===== PROVIDED RECORDS

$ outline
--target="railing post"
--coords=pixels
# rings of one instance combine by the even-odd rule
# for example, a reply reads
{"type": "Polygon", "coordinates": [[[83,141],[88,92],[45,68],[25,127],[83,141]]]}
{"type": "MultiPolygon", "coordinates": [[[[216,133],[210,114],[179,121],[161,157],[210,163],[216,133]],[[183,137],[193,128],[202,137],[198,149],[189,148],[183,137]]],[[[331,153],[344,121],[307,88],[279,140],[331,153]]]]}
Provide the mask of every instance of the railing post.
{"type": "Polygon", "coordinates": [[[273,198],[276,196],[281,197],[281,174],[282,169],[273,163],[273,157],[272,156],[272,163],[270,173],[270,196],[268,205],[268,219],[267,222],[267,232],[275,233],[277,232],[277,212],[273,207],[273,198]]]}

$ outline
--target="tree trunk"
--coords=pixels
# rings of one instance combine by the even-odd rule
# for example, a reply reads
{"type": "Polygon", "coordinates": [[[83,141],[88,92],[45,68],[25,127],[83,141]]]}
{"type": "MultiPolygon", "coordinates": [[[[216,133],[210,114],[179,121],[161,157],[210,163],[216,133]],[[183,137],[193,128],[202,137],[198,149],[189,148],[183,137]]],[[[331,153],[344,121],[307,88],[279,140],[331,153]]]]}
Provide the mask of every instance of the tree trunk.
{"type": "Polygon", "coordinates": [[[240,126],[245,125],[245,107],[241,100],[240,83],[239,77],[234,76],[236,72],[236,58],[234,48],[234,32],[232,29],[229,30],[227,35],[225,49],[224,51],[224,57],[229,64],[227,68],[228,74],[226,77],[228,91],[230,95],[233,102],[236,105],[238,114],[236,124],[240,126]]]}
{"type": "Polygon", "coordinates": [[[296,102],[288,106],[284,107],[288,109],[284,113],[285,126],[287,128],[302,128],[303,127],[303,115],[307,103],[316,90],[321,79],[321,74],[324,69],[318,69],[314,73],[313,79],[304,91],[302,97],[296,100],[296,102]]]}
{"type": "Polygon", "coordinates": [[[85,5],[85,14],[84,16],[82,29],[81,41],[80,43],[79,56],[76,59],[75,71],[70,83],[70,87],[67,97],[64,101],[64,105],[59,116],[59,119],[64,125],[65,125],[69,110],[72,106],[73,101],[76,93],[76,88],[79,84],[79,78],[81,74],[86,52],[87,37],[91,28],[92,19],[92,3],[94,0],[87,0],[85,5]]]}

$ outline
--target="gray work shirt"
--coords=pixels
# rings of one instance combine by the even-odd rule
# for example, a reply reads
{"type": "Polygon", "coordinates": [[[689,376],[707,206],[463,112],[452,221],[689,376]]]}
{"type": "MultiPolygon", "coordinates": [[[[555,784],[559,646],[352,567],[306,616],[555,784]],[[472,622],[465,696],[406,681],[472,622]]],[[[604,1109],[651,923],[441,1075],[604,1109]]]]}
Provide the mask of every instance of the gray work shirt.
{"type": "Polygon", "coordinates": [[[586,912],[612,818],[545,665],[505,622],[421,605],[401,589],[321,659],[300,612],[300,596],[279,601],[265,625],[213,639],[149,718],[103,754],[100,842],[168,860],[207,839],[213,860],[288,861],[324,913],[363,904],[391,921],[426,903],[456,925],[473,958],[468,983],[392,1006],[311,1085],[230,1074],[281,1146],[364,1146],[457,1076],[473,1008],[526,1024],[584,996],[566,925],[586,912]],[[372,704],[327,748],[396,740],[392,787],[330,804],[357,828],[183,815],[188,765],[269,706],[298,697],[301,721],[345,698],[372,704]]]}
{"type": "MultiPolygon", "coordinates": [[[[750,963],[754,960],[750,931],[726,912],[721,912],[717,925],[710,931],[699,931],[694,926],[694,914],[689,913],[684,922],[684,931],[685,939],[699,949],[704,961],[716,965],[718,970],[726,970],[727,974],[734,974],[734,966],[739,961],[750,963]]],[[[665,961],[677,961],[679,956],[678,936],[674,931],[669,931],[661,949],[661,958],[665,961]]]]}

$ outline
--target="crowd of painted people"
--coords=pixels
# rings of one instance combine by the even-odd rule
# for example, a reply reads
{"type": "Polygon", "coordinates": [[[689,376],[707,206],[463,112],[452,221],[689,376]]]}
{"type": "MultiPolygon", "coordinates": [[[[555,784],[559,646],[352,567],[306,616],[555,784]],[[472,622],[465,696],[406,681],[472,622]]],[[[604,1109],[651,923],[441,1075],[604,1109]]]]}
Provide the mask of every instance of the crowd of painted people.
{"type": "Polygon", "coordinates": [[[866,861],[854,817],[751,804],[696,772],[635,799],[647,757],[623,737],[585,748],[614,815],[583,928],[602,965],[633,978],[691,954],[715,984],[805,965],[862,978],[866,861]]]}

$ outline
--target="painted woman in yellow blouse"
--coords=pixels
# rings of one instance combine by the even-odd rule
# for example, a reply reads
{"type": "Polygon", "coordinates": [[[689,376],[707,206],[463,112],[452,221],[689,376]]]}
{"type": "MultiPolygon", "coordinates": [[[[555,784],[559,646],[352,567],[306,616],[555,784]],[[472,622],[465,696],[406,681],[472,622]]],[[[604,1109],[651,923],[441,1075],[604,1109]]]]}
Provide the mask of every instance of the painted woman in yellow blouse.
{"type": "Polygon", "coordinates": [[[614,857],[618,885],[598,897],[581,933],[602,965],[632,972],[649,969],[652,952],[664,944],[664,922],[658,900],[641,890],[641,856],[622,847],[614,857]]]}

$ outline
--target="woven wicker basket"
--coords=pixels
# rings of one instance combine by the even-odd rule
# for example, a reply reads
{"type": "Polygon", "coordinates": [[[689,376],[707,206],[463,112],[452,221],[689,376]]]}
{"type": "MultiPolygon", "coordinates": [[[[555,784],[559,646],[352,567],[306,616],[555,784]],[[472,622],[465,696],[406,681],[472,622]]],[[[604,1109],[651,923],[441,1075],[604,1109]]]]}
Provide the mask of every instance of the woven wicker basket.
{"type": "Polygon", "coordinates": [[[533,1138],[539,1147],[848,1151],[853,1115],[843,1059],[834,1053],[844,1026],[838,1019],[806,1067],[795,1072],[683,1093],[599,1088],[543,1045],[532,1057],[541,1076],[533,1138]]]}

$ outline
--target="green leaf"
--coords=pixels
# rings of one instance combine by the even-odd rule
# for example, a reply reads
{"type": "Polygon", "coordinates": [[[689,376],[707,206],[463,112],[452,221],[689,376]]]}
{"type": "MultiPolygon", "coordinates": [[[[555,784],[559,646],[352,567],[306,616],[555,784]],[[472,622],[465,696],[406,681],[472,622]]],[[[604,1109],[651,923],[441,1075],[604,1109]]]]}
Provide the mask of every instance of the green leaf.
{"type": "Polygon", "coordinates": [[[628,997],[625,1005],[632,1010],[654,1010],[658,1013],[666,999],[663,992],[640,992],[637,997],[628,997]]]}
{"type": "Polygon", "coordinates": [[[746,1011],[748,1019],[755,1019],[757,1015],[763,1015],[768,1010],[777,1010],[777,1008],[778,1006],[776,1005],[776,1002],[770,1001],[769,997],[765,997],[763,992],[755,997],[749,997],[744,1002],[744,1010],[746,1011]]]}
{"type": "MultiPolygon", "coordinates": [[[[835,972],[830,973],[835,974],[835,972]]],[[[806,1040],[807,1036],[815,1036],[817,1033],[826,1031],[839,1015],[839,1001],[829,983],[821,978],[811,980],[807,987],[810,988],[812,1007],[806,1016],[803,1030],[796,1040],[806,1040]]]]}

==========

:: WORK TO BE COMPLETED ::
Update the data above by putting "Return" in place of each "Provide" and leaving every other part unchanged.

:: TASK RESPONSE ::
$ outline
--target="railing post"
--coords=pixels
# rings of one instance combine by the even-odd rule
# for example, a reply reads
{"type": "Polygon", "coordinates": [[[83,141],[88,92],[45,68],[25,127],[83,141]]]}
{"type": "MultiPolygon", "coordinates": [[[[216,133],[210,114],[179,121],[161,157],[210,163],[216,133]],[[183,137],[193,128],[202,137],[198,149],[189,148],[183,137]]],[[[331,153],[344,121],[307,88],[279,140],[331,153]]]]}
Return the mask of every instance of the railing post.
{"type": "Polygon", "coordinates": [[[273,198],[276,196],[281,197],[281,174],[282,169],[273,163],[273,157],[272,156],[272,163],[270,173],[270,196],[268,205],[268,219],[267,222],[267,232],[275,233],[277,232],[277,212],[273,207],[273,198]]]}

$ outline
--target="tree trunk"
--coords=pixels
# rings of one instance combine by the even-odd rule
# for example, a reply reads
{"type": "Polygon", "coordinates": [[[83,141],[88,92],[45,68],[25,127],[83,141]]]}
{"type": "MultiPolygon", "coordinates": [[[[216,133],[210,114],[179,121],[161,157],[210,163],[216,133]],[[183,137],[193,128],[202,137],[198,149],[189,148],[183,137]]],[[[331,153],[344,121],[307,88],[279,140],[331,153]]]]}
Return the mask of every instance of the tree trunk.
{"type": "Polygon", "coordinates": [[[240,126],[245,125],[245,107],[241,100],[240,83],[239,77],[234,76],[236,72],[236,58],[234,48],[234,32],[232,29],[229,30],[227,35],[225,49],[224,51],[224,57],[229,64],[227,68],[228,74],[226,77],[228,91],[230,95],[233,102],[236,105],[238,114],[236,124],[240,126]]]}
{"type": "Polygon", "coordinates": [[[296,102],[288,106],[284,107],[288,109],[284,113],[285,126],[287,128],[302,128],[303,127],[303,115],[307,103],[316,90],[321,79],[321,74],[324,69],[318,69],[314,73],[313,79],[304,91],[302,97],[296,100],[296,102]]]}
{"type": "Polygon", "coordinates": [[[85,5],[85,14],[84,16],[82,29],[81,41],[80,43],[79,56],[76,59],[75,71],[70,83],[70,87],[67,97],[64,101],[64,105],[59,116],[59,119],[64,125],[65,125],[69,110],[72,106],[73,101],[76,93],[76,88],[79,84],[79,78],[81,74],[86,52],[87,37],[91,28],[92,19],[92,3],[94,0],[87,0],[85,5]]]}

$ outline
--target="gray work shirt"
--coords=pixels
# rings of one instance combine by the even-odd rule
# for example, a reply reads
{"type": "Polygon", "coordinates": [[[689,376],[707,206],[463,112],[452,221],[689,376]]]}
{"type": "MultiPolygon", "coordinates": [[[[555,784],[559,646],[352,567],[306,616],[555,784]],[[472,622],[465,696],[406,681],[472,622]]],[[[604,1109],[651,923],[441,1075],[604,1109]]]]}
Return the mask of every instance of the gray work shirt.
{"type": "Polygon", "coordinates": [[[586,912],[612,818],[545,665],[505,622],[421,605],[401,589],[321,659],[300,612],[300,596],[279,601],[265,625],[213,639],[149,718],[103,754],[100,842],[168,860],[207,839],[213,860],[288,861],[324,913],[363,904],[391,921],[426,903],[456,925],[473,958],[468,983],[392,1006],[311,1085],[230,1074],[281,1146],[364,1146],[457,1076],[473,1008],[526,1024],[584,996],[566,925],[586,912]],[[372,704],[327,748],[396,740],[392,787],[330,804],[357,828],[183,815],[188,765],[269,706],[298,697],[301,721],[345,698],[372,704]]]}
{"type": "MultiPolygon", "coordinates": [[[[750,963],[754,960],[750,931],[726,912],[721,912],[717,925],[710,931],[699,931],[694,926],[694,914],[689,913],[684,922],[684,931],[685,939],[699,949],[704,961],[716,965],[718,970],[726,970],[727,974],[734,974],[734,966],[739,961],[750,963]]],[[[665,961],[677,961],[679,956],[678,936],[674,931],[669,931],[661,949],[661,958],[665,961]]]]}

$ outline
--target="crowd of painted people"
--coords=pixels
# rings of one instance combine by the even-odd rule
# for example, a reply reads
{"type": "Polygon", "coordinates": [[[689,376],[707,206],[463,112],[452,221],[689,376]]]}
{"type": "MultiPolygon", "coordinates": [[[[555,784],[559,646],[352,567],[306,616],[555,784]],[[472,622],[465,696],[406,681],[472,622]]],[[[604,1109],[651,923],[441,1075],[604,1109]]]]}
Return the mask of every instance of the crowd of painted people.
{"type": "Polygon", "coordinates": [[[866,861],[854,817],[751,804],[696,772],[635,799],[647,757],[623,737],[585,748],[614,815],[583,928],[602,965],[633,978],[691,954],[715,984],[805,965],[862,978],[866,861]]]}

$ outline
--target="painted woman in yellow blouse"
--coords=pixels
# rings of one instance combine by the even-odd rule
# for example, a reply reads
{"type": "Polygon", "coordinates": [[[689,376],[707,206],[463,112],[452,221],[689,376]]]}
{"type": "MultiPolygon", "coordinates": [[[[555,784],[559,646],[352,567],[306,616],[555,784]],[[472,622],[465,696],[406,681],[472,622]]],[[[604,1109],[651,923],[441,1075],[604,1109]]]]}
Return the mask of every instance of the painted woman in yellow blouse.
{"type": "Polygon", "coordinates": [[[614,857],[618,885],[598,897],[581,933],[602,965],[632,972],[649,969],[652,952],[664,944],[664,922],[658,900],[641,890],[641,856],[622,847],[614,857]]]}

$ outline
--target="woven wicker basket"
--coords=pixels
# rings of one instance combine by the even-odd rule
# for example, a reply reads
{"type": "Polygon", "coordinates": [[[689,376],[707,206],[463,112],[452,221],[689,376]]]}
{"type": "MultiPolygon", "coordinates": [[[[555,784],[559,646],[352,567],[306,616],[555,784]],[[472,622],[465,696],[406,681],[472,622]]],[[[604,1109],[651,923],[441,1075],[604,1109]]]]}
Return the mask of every instance of the woven wicker basket.
{"type": "Polygon", "coordinates": [[[533,1138],[539,1147],[848,1151],[853,1115],[843,1059],[834,1053],[844,1026],[838,1019],[806,1067],[795,1072],[683,1093],[599,1088],[543,1045],[532,1057],[541,1076],[533,1138]]]}

$ outline
--target="green leaf"
--coords=pixels
# rings of one instance combine by the even-odd rule
# for example, a reply reads
{"type": "Polygon", "coordinates": [[[689,376],[707,206],[463,112],[452,221],[689,376]]]}
{"type": "MultiPolygon", "coordinates": [[[[555,784],[559,646],[352,567],[306,616],[555,784]],[[472,622],[465,696],[406,681],[472,622]]],[[[604,1109],[651,923],[441,1075],[604,1109]]]]}
Return the mask of every instance of the green leaf.
{"type": "Polygon", "coordinates": [[[628,997],[625,1005],[632,1010],[654,1010],[658,1013],[666,999],[663,992],[640,992],[637,997],[628,997]]]}
{"type": "Polygon", "coordinates": [[[746,1011],[748,1019],[755,1019],[757,1015],[763,1015],[768,1010],[777,1010],[777,1008],[778,1006],[776,1005],[776,1002],[770,1001],[769,997],[765,997],[763,992],[755,997],[749,997],[744,1002],[744,1010],[746,1011]]]}
{"type": "MultiPolygon", "coordinates": [[[[835,972],[830,973],[835,974],[835,972]]],[[[806,1040],[807,1036],[815,1036],[817,1033],[826,1031],[839,1015],[839,1001],[829,983],[821,978],[811,980],[807,987],[810,988],[812,1007],[806,1016],[803,1030],[796,1040],[806,1040]]]]}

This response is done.